**WHAT THE TASK REQUIRES:**
Each line from the one containing "Mark one pin" through the final line below must be reproduced exactly, and no others.

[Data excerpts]

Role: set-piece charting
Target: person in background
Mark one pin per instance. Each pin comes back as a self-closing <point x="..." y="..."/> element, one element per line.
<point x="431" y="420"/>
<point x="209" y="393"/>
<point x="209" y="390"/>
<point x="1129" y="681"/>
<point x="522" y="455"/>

**EXPECTED OUTPUT:**
Mark one pin per instance. Each pin comes back as a self-closing <point x="..." y="..."/> element, one element per line.
<point x="431" y="420"/>
<point x="209" y="393"/>
<point x="209" y="390"/>
<point x="1129" y="681"/>
<point x="522" y="455"/>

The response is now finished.